Brief 1 ->
Repeat the court order on the FLSA settlement motions word for word.

-- Begin Document section --

Opinion
22-cv-0652 SMV/GBW
08-05-2022
ORDER TO FILE JOINT NOTICE REGARDING MOTIONS TO APPROVE FLSA SETTLEMENT AND TO SEAL
STEPHAN M. VIDMAR, UNITED STATES MAGISTRATE JUDGE PRESIDING BY CONSENT
THIS MATTER is before the Court on: (1) Plaintiff's Unopposed Motion to Approve FLSA Settlement and Attorneys' Fees and Costs (“Motion to Approve”) [Doc. 55] and (2) Plaintiff's Unopposed Motion to File Under Seal (“Motion to Seal”) [Doc. 56]. Both motions were filed on June 17, 2022.
BACKGROUND
Plaintiff filed this case on July 2, 2020, on behalf of himself and other similarly situated oilfield workers. [Doc. 1]. Plaintiff alleges he and other similarly situated oilfield workers were paid a daily rate but were not paid overtime, in violation of the Fair Labor Standards Act (“FLSA”), 29 U.S.C. §§ 201-219, and the New Mexico Minimum Wage Act (“NMMWA”), §§ 50-4-19 to -30. Id. Plaintiff sought unpaid overtime wages, liquidated damages and attorneys' fees and costs. Id. Plaintiff's FLSA claim was asserted as a collective action under Section 16(b) of the FLSA, 29 U.S.C. § 216(b), while his NMMWA claim was asserted as a class action under Federal Rule of Civil Procedure 23. Id. Defendants denied the allegations and raised several affirmative defenses. [Docs. 13, 15].
Plaintiffs sought conditional certification of the collective for the FLSA claim and for notice to be distributed to the putative members of the collective. [Doc. 28]. Thereafter, the parties stipulated to conditionally certify a collective of “[a]ll Oilfield Workers Assigned by Turnco Enterprise, LLC to Work At Mewbourne Oil Company Wells At Anytime Since July 2, 2017 to the Present.” [Doc. 33]. Plaintiff did not seek certification of a class related to his NMMWA claim. [Doc. 28].

-- End Document section --
-- Begin Task inputs --

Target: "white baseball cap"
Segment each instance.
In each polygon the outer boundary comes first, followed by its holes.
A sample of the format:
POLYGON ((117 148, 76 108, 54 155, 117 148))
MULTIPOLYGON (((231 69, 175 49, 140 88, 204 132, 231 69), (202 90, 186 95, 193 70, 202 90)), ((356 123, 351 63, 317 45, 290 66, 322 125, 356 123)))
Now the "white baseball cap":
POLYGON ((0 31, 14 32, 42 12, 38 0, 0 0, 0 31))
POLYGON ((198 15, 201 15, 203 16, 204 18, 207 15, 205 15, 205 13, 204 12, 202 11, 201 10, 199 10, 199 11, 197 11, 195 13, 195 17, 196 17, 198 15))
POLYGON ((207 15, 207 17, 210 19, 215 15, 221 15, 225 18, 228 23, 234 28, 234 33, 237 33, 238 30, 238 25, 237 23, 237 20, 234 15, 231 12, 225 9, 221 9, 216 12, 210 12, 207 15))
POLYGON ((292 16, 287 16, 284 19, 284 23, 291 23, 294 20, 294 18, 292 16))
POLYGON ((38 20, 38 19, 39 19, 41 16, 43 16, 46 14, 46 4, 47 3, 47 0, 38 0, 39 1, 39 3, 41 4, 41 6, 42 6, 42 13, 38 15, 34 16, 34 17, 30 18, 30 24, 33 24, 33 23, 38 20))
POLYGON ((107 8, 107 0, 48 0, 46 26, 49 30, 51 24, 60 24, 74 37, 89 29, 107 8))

-- End Task inputs --

Brief 2 ->
Reproduce the rows from the very first one through the line containing "POLYGON ((117 148, 76 108, 54 155, 117 148))", with both ends included and nothing changed.

Full output 1 ->
Opinion
22-cv-0652 SMV/GBW
08-05-2022
ORDER TO FILE JOINT NOTICE REGARDING MOTIONS TO APPROVE FLSA SETTLEMENT AND TO SEAL
STEPHAN M. VIDMAR, UNITED STATES MAGISTRATE JUDGE PRESIDING BY CONSENT
THIS MATTER is before the Court on: (1) Plaintiff's Unopposed Motion to Approve FLSA Settlement and Attorneys' Fees and Costs (“Motion to Approve”) [Doc. 55] and (2) Plaintiff's Unopposed Motion to File Under Seal (“Motion to Seal”) [Doc. 56]. Both motions were filed on June 17, 2022.
BACKGROUND
Plaintiff filed this case on July 2, 2020, on behalf of himself and other similarly situated oilfield workers. [Doc. 1]. Plaintiff alleges he and other similarly situated oilfield workers were paid a daily rate but were not paid overtime, in violation of the Fair Labor Standards Act (“FLSA”), 29 U.S.C. §§ 201-219, and the New Mexico Minimum Wage Act (“NMMWA”), §§ 50-4-19 to -30. Id. Plaintiff sought unpaid overtime wages, liquidated damages and attorneys' fees and costs. Id. Plaintiff's FLSA claim was asserted as a collective action under Section 16(b) of the FLSA, 29 U.S.C. § 216(b), while his NMMWA claim was asserted as a class action under Federal Rule of Civil Procedure 23. Id. Defendants denied the allegations and raised several affirmative defenses. [Docs. 13, 15].
Plaintiffs sought conditional certification of the collective for the FLSA claim and for notice to be distributed to the putative members of the collective. [Doc. 28]. Thereafter, the parties stipulated to conditionally certify a collective of “[a]ll Oilfield Workers Assigned by Turnco Enterprise, LLC to Work At Mewbourne Oil Company Wells At Anytime Since July 2, 2017 to the Present.” [Doc. 33]. Plaintiff did not seek certification of a class related to his NMMWA claim. [Doc. 28].

Full output 2 ->
Target: "white baseball cap"
Segment each instance.
In each polygon the outer boundary comes first, followed by its holes.
A sample of the format:
POLYGON ((117 148, 76 108, 54 155, 117 148))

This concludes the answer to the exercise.